Work to do:
1/ Please answer these questions from the article on the politicization of domestic violence:
(a) In what year did Erin Pizzey establish the first shelter for domestic violence victims in the UK?
(b) Which author does the article say tried to hide her political leanings?
(c) In what city did the 1977 National Women's Conference take place?
2/ Extend the article on the politicization of domestic violence with a few more paragraphs that pick up after its last sentence.

Text to read:
Men are still pigs: The politicization of domestic violence

A look at the evolution of the Violence Against Women Act of 1994

The politicization of domestic violence by feminists began in the 1960s and ’70s, with a small network of shelters for women escaping domestic violence. As was borne out by the experience of Erin Pizzey, who established the first shelter for domestic violence victims in the UK in 1971, the goal of the women’s shelters was not actually to address the multifaceted issue of interpersonal violence, and seek solutions for couples affected. Rather, it was to establish the concept of the now well-known “patriarchy” as a conspiracy with frightening motives.

Women’s liberation was about encouraging women to not only question their marriages, but to expand the characterization of the in fact, rare occurrence of what was then called, “wife battering” to include almost all women as victims.

Most women of day were unaware of the political motives behind what was known as “the women’s liberation movement.” We would not discover the radical leftist political backgrounds of such popular authors as Betty Friedan, Gloria Steinem, and Simone de Beauvoir until much later. (Betty Friedan tried to hide her political leanings as best she could.)

In 1977, feminists declared at the National Women’s Conference in Houston that “Wife abuse is chronic and widespread at all economic and social levels.”

Data section:
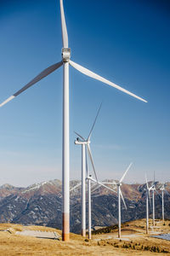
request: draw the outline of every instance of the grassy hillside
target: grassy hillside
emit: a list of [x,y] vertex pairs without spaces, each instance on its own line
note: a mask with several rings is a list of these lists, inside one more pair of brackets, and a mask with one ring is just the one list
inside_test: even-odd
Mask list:
[[[166,221],[163,225],[157,220],[155,228],[151,227],[151,220],[150,224],[150,235],[153,235],[153,232],[170,232],[170,221]],[[144,219],[124,224],[121,241],[117,239],[116,227],[110,230],[99,230],[99,234],[93,235],[92,241],[79,235],[71,234],[69,242],[16,234],[16,231],[26,230],[55,231],[61,234],[60,230],[42,226],[2,224],[0,255],[170,255],[170,241],[150,237],[144,234]],[[110,233],[108,233],[109,231]]]

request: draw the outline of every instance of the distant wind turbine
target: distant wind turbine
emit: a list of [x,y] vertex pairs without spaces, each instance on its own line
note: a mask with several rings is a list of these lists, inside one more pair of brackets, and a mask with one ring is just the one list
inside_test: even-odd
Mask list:
[[[99,110],[101,108],[101,105],[99,106],[99,108],[97,112],[96,117],[94,119],[94,121],[93,123],[92,128],[90,130],[90,132],[88,134],[88,137],[87,139],[85,139],[82,136],[78,134],[77,132],[75,131],[75,133],[78,136],[76,140],[75,141],[76,145],[82,145],[82,236],[86,236],[86,170],[88,172],[87,168],[87,151],[88,153],[92,166],[94,169],[94,172],[95,175],[96,179],[97,175],[94,168],[94,160],[90,149],[90,138],[92,135],[92,131],[94,130],[94,127],[95,125],[98,115],[99,113]],[[88,173],[87,173],[88,175]]]
[[146,175],[145,175],[145,180],[146,180],[146,234],[149,234],[149,206],[148,206],[148,201],[149,201],[149,199],[150,199],[150,191],[153,189],[153,185],[149,187]]
[[165,189],[165,183],[162,183],[162,186],[160,188],[160,190],[162,190],[162,222],[164,223],[164,191],[169,195],[167,190]]
[[128,166],[128,167],[127,168],[127,170],[125,171],[125,172],[123,173],[122,178],[119,180],[118,183],[116,183],[116,182],[112,182],[112,183],[105,182],[104,183],[105,184],[115,184],[117,187],[117,197],[118,197],[118,237],[119,238],[121,238],[121,197],[122,199],[123,204],[124,204],[125,208],[127,210],[127,206],[126,206],[124,198],[122,196],[122,193],[121,191],[121,186],[122,186],[122,182],[123,181],[123,179],[124,179],[125,176],[127,175],[127,172],[130,169],[132,164],[133,163],[130,163],[130,165]]
[[63,66],[63,146],[62,146],[62,239],[63,241],[70,240],[70,149],[69,149],[69,65],[73,67],[80,73],[93,78],[96,80],[107,84],[124,93],[127,93],[140,101],[147,102],[144,99],[136,96],[135,94],[122,88],[121,86],[102,78],[101,76],[91,72],[90,70],[83,67],[82,66],[76,64],[71,61],[71,49],[68,48],[68,34],[66,23],[65,19],[65,12],[63,7],[63,0],[60,0],[60,15],[61,15],[61,30],[62,30],[62,60],[55,63],[48,68],[44,69],[32,80],[26,84],[24,87],[15,92],[13,96],[9,96],[7,100],[0,104],[0,107],[3,106],[7,102],[13,100],[14,97],[19,96],[20,93],[42,79],[43,78],[49,75],[51,73],[55,71]]
[[87,180],[88,180],[88,239],[91,239],[92,238],[91,182],[96,183],[99,186],[102,186],[112,192],[116,193],[116,191],[105,186],[103,183],[100,183],[98,180],[94,179],[91,175],[88,176]]

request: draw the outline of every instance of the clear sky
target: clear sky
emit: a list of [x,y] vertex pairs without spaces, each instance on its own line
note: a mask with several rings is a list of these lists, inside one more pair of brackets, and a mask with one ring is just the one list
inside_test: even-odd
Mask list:
[[[71,178],[76,131],[91,137],[99,179],[169,180],[170,3],[64,0],[71,60],[144,103],[70,68]],[[61,60],[59,0],[0,0],[0,102]],[[62,67],[0,109],[0,184],[61,179]]]

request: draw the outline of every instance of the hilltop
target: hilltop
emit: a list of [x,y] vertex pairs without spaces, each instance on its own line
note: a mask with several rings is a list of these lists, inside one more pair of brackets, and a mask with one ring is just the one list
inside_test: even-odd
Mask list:
[[[151,220],[150,222],[151,224]],[[170,221],[166,221],[165,225],[157,221],[156,228],[151,228],[150,231],[152,235],[167,232],[169,225]],[[107,234],[93,235],[92,241],[71,234],[69,242],[17,234],[17,231],[26,230],[55,231],[61,235],[60,230],[52,228],[1,224],[0,255],[168,255],[167,252],[170,252],[170,241],[144,235],[144,219],[124,224],[121,241],[117,239],[116,230]],[[160,253],[156,253],[158,251]]]

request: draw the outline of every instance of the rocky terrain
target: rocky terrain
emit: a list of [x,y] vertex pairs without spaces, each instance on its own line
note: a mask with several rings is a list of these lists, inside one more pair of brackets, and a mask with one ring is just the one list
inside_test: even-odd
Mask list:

Answers for the tasks:
1/
(a) 1971
(b) Betty Friedan
(c) Houston

2/
By the 1980s, the issue had gained the attention of a group of self-styled “feminist legal scholars,” at least some of whom were no doubt considering means to future advancement of their practices. They were able to persuade a few states to establish committees to examine gender bias in their court systems, and the US Congress established a similar project in 1988.

Larger graphic available here(PDF)

Enter the Duluth Model

Probably the most important element of today’s approach to domestic violence is called “The Duluth Model.” Literally every program, and every shelter in the United States is based on what they call “the curriculum,” which was conceived in 1981, in Duluth, Minnesota. It was developed by a “small group of activists in the battered women’s movement” with five battered women and four male perpetrators as subjects.

“Over several months, we convened focus groups of women who had been battered. We listened to heart-wrenching stories of violence, terror, and survival. After listening to these stories and asking questions, we documented the most common abusive behaviors or tactics that were used against these women. The tactics chosen for the wheel were those that were most universally experienced by battered women.”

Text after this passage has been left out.